*Task prompt*: Report how many lines in the items below contain the string "woman". Give only the number.

[Excerpts from a pointing dataset]
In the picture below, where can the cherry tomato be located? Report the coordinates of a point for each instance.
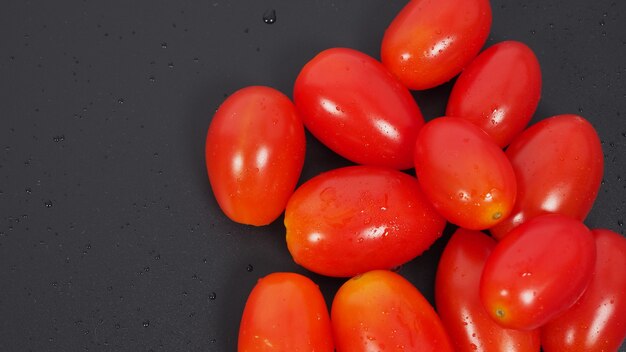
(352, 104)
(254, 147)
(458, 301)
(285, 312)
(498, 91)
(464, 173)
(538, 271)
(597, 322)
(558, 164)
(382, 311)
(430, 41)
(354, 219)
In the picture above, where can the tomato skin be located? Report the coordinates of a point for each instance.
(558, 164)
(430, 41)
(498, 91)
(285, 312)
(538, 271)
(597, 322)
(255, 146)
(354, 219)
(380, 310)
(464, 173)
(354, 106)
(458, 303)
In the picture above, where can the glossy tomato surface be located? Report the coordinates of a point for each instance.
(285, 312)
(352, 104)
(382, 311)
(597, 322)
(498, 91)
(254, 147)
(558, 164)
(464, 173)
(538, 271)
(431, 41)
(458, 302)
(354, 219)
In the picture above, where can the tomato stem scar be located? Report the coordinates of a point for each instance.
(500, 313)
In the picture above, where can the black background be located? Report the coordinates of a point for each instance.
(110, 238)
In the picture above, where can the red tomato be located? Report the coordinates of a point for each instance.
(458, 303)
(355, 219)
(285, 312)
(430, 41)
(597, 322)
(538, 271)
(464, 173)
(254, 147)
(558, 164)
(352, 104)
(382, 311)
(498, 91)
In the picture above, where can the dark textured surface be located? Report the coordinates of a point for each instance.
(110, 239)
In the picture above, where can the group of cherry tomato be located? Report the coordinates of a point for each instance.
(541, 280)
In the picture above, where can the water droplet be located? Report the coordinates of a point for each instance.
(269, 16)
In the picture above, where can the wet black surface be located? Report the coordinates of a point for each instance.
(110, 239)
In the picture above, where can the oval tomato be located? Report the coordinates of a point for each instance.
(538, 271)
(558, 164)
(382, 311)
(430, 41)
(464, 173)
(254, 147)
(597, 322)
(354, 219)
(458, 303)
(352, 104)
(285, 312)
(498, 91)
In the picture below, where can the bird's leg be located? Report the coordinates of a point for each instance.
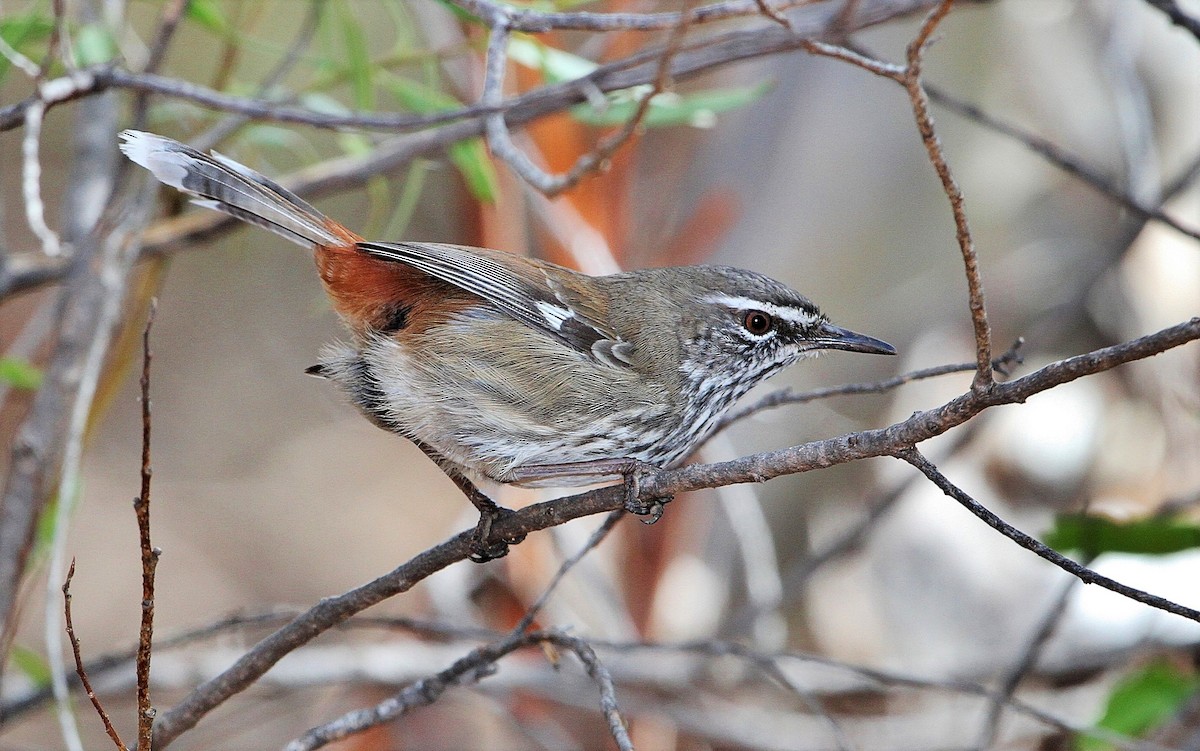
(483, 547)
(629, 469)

* * *

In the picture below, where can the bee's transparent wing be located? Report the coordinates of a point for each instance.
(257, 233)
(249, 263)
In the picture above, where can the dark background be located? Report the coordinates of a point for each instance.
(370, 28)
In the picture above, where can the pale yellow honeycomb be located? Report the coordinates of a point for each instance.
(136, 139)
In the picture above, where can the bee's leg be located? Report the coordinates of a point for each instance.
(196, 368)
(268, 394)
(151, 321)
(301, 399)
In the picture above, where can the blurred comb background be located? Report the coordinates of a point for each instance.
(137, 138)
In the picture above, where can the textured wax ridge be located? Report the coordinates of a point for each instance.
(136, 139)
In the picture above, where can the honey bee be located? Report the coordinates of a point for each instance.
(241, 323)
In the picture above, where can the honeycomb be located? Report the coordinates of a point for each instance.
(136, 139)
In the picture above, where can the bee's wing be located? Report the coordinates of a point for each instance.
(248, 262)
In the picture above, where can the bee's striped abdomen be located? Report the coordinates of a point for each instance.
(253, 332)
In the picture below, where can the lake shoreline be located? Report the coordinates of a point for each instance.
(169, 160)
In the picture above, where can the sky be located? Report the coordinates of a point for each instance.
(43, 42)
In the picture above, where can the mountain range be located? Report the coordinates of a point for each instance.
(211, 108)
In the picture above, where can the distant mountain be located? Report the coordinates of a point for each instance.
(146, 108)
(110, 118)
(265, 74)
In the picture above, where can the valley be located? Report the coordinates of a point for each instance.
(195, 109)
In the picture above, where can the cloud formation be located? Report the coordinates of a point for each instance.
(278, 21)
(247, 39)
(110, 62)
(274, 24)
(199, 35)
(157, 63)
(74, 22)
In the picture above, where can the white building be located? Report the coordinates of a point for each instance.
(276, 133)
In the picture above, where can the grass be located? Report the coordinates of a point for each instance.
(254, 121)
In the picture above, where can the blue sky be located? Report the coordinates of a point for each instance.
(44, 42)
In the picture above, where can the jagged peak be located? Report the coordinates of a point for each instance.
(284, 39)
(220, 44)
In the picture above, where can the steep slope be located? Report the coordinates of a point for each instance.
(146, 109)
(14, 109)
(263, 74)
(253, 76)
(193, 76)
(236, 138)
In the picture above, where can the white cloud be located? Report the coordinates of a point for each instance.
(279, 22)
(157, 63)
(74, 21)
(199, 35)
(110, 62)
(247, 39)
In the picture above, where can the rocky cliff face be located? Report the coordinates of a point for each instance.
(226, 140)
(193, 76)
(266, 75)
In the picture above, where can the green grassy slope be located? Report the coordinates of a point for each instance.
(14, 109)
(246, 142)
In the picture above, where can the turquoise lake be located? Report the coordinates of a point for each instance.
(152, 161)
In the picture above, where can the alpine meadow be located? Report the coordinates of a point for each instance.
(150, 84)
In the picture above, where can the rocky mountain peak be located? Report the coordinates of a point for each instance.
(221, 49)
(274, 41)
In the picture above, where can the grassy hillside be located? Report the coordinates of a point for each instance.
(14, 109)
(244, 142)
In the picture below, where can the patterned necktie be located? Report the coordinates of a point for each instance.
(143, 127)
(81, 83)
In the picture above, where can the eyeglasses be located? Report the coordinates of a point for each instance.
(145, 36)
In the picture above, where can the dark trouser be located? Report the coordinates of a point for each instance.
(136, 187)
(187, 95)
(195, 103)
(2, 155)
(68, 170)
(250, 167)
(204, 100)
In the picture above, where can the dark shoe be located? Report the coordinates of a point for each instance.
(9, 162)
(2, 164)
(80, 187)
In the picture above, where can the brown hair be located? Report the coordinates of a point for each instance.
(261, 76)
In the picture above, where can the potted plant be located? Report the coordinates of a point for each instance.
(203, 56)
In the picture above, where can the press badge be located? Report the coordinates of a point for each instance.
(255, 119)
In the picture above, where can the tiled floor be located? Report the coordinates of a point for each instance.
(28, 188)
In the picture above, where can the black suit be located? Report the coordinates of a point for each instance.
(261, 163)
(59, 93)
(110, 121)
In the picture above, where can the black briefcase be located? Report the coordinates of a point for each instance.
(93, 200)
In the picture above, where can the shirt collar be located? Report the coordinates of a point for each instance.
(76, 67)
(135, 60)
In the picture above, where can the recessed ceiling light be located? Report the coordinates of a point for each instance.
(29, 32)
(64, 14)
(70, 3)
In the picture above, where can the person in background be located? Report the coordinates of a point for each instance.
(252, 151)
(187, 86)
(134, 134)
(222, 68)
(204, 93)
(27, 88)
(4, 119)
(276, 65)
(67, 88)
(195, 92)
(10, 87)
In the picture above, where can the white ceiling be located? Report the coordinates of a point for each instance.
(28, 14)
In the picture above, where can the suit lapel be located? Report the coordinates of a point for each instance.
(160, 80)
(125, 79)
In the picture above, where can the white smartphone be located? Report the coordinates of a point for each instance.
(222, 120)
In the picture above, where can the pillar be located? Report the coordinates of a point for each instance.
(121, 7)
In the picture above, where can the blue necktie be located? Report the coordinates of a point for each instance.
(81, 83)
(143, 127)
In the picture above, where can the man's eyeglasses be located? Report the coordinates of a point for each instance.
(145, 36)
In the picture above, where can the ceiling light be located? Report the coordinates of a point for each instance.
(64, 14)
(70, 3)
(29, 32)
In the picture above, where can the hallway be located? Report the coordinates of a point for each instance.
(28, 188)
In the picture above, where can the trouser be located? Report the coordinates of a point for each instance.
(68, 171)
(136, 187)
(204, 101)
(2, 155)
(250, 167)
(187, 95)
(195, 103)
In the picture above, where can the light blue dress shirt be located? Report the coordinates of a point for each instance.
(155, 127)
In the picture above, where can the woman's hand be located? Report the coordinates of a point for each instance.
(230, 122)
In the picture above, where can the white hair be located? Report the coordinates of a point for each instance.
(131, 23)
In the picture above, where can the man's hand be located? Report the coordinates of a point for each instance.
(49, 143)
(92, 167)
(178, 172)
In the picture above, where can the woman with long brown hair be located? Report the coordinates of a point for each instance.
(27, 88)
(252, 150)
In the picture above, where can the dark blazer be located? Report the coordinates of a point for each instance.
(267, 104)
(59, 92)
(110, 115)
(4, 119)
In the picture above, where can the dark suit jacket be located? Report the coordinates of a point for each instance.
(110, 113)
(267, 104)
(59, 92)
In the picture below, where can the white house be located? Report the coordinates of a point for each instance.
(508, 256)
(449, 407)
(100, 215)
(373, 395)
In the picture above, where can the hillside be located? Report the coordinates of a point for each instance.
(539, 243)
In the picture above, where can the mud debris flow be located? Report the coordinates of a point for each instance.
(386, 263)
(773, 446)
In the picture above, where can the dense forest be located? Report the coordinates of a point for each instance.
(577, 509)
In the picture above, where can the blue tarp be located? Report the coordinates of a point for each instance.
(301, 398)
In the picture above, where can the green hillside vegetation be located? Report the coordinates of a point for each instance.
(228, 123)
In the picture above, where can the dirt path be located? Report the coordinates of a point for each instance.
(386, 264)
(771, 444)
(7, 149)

*Solution to this task*: 2